▸ **Set problem**
Reproduce everything from the line containing "[detect] boy in blue t-shirt with print" down to the end of the data, requests included, offsetting every bounding-box coordinate in the answers by 101.
╭─ The data
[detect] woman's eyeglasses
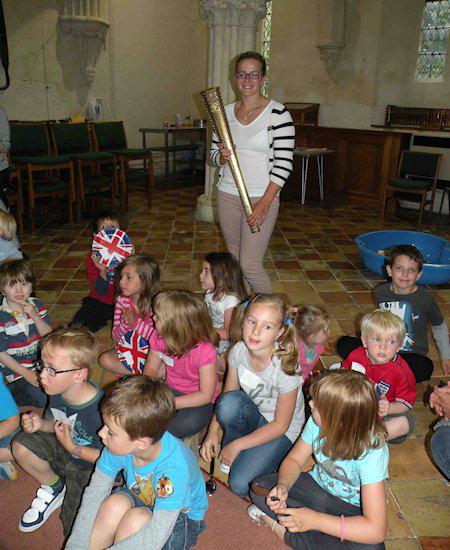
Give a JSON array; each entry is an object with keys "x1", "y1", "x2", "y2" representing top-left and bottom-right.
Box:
[
  {"x1": 35, "y1": 361, "x2": 85, "y2": 378},
  {"x1": 235, "y1": 72, "x2": 264, "y2": 80}
]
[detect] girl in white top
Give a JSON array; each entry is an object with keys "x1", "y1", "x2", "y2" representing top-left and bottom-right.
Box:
[
  {"x1": 210, "y1": 52, "x2": 295, "y2": 293},
  {"x1": 0, "y1": 209, "x2": 23, "y2": 262},
  {"x1": 200, "y1": 252, "x2": 247, "y2": 372},
  {"x1": 200, "y1": 294, "x2": 305, "y2": 497}
]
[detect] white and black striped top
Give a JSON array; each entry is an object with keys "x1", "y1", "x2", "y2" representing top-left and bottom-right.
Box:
[{"x1": 210, "y1": 100, "x2": 295, "y2": 196}]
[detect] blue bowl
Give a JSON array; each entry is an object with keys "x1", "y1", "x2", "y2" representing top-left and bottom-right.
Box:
[{"x1": 355, "y1": 231, "x2": 450, "y2": 285}]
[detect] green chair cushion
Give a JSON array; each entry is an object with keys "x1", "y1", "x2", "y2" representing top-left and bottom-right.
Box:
[
  {"x1": 33, "y1": 180, "x2": 68, "y2": 193},
  {"x1": 13, "y1": 155, "x2": 71, "y2": 166},
  {"x1": 113, "y1": 147, "x2": 152, "y2": 157},
  {"x1": 67, "y1": 151, "x2": 114, "y2": 161},
  {"x1": 389, "y1": 178, "x2": 431, "y2": 191},
  {"x1": 83, "y1": 176, "x2": 111, "y2": 189},
  {"x1": 125, "y1": 170, "x2": 147, "y2": 181}
]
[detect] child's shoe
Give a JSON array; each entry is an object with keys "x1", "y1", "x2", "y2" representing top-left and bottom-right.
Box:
[
  {"x1": 0, "y1": 460, "x2": 18, "y2": 480},
  {"x1": 19, "y1": 485, "x2": 66, "y2": 533}
]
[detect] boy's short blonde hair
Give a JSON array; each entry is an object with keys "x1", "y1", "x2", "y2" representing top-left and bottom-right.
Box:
[
  {"x1": 0, "y1": 210, "x2": 17, "y2": 241},
  {"x1": 361, "y1": 308, "x2": 406, "y2": 344},
  {"x1": 41, "y1": 327, "x2": 99, "y2": 378}
]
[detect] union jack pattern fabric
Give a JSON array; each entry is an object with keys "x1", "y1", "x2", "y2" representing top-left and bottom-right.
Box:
[
  {"x1": 92, "y1": 227, "x2": 133, "y2": 269},
  {"x1": 117, "y1": 330, "x2": 149, "y2": 374}
]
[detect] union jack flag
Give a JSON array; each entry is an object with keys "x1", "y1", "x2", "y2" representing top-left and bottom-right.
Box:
[
  {"x1": 92, "y1": 227, "x2": 133, "y2": 269},
  {"x1": 117, "y1": 330, "x2": 149, "y2": 374}
]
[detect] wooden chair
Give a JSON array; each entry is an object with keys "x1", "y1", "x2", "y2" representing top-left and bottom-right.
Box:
[
  {"x1": 10, "y1": 123, "x2": 74, "y2": 232},
  {"x1": 50, "y1": 122, "x2": 117, "y2": 221},
  {"x1": 91, "y1": 121, "x2": 154, "y2": 210},
  {"x1": 8, "y1": 165, "x2": 23, "y2": 235},
  {"x1": 381, "y1": 151, "x2": 442, "y2": 225}
]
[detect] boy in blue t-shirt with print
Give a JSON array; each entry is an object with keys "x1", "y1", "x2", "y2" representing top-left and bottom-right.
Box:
[
  {"x1": 0, "y1": 373, "x2": 20, "y2": 479},
  {"x1": 66, "y1": 376, "x2": 208, "y2": 550}
]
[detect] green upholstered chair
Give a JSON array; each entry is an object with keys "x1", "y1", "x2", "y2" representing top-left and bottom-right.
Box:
[
  {"x1": 10, "y1": 122, "x2": 74, "y2": 232},
  {"x1": 8, "y1": 164, "x2": 23, "y2": 235},
  {"x1": 381, "y1": 151, "x2": 442, "y2": 225},
  {"x1": 50, "y1": 122, "x2": 117, "y2": 221},
  {"x1": 91, "y1": 121, "x2": 154, "y2": 210}
]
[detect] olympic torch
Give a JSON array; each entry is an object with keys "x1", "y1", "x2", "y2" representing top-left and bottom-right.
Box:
[{"x1": 201, "y1": 87, "x2": 259, "y2": 233}]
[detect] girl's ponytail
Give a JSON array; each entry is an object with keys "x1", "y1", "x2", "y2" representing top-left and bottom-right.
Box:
[{"x1": 275, "y1": 308, "x2": 298, "y2": 374}]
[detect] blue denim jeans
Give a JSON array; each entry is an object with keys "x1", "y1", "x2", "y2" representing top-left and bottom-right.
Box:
[
  {"x1": 216, "y1": 390, "x2": 293, "y2": 497},
  {"x1": 430, "y1": 426, "x2": 450, "y2": 479},
  {"x1": 113, "y1": 485, "x2": 206, "y2": 550}
]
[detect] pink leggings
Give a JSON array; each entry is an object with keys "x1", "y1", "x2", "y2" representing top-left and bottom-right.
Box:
[{"x1": 217, "y1": 191, "x2": 280, "y2": 294}]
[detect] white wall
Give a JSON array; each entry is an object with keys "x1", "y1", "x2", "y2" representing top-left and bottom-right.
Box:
[
  {"x1": 270, "y1": 0, "x2": 450, "y2": 128},
  {"x1": 0, "y1": 0, "x2": 207, "y2": 145}
]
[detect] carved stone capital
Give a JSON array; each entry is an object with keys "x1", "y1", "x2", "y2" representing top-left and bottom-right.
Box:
[{"x1": 317, "y1": 44, "x2": 344, "y2": 73}]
╰─
▸ **Finished exercise**
[detect] boy in blue t-shirt with print
Give a JSON array; each entry is an object with keys "x1", "y1", "x2", "y2" representing top-left and bottom-right.
Box:
[
  {"x1": 101, "y1": 474, "x2": 121, "y2": 580},
  {"x1": 167, "y1": 477, "x2": 309, "y2": 651}
]
[detect] green upholstered chair
Give a JSON array; each entry is an object with keys "x1", "y1", "x2", "y2" representing top-left and bottom-right.
Box:
[
  {"x1": 111, "y1": 223, "x2": 175, "y2": 333},
  {"x1": 109, "y1": 265, "x2": 124, "y2": 336},
  {"x1": 482, "y1": 252, "x2": 543, "y2": 326},
  {"x1": 151, "y1": 223, "x2": 218, "y2": 322},
  {"x1": 192, "y1": 222, "x2": 255, "y2": 311}
]
[detect] olympic torch
Give a JSON array; each entry is an object with keys "x1", "y1", "x2", "y2" representing top-left and bottom-right.
Box:
[{"x1": 302, "y1": 188, "x2": 360, "y2": 334}]
[detect] girl's ponytail
Give a JSON array; each entry is an object with keys "x1", "y1", "x2", "y2" representing top-left and bottom-right.
Box:
[{"x1": 376, "y1": 409, "x2": 399, "y2": 475}]
[detect] blue denim jeans
Give a JSON array; each entry is an object with keys "x1", "y1", "x2", "y2" representing top-left and bottom-right.
Box:
[
  {"x1": 317, "y1": 491, "x2": 394, "y2": 598},
  {"x1": 531, "y1": 527, "x2": 551, "y2": 580},
  {"x1": 214, "y1": 586, "x2": 307, "y2": 651}
]
[detect] pink leggings
Give a JSON array; each entry is an object with keys "x1", "y1", "x2", "y2" representing top-left and bottom-right.
Box:
[{"x1": 318, "y1": 292, "x2": 381, "y2": 395}]
[detect] white wall
Give a JSON array; each entry is an object with keys "x1", "y1", "x2", "y2" representing top-left and bottom-right.
Box:
[
  {"x1": 371, "y1": 101, "x2": 551, "y2": 229},
  {"x1": 101, "y1": 101, "x2": 308, "y2": 246}
]
[detect] carved stone capital
Give a JSON array; each entry is an object with keys "x1", "y1", "x2", "y2" representing top-left and bottom-right.
Box:
[{"x1": 418, "y1": 145, "x2": 445, "y2": 174}]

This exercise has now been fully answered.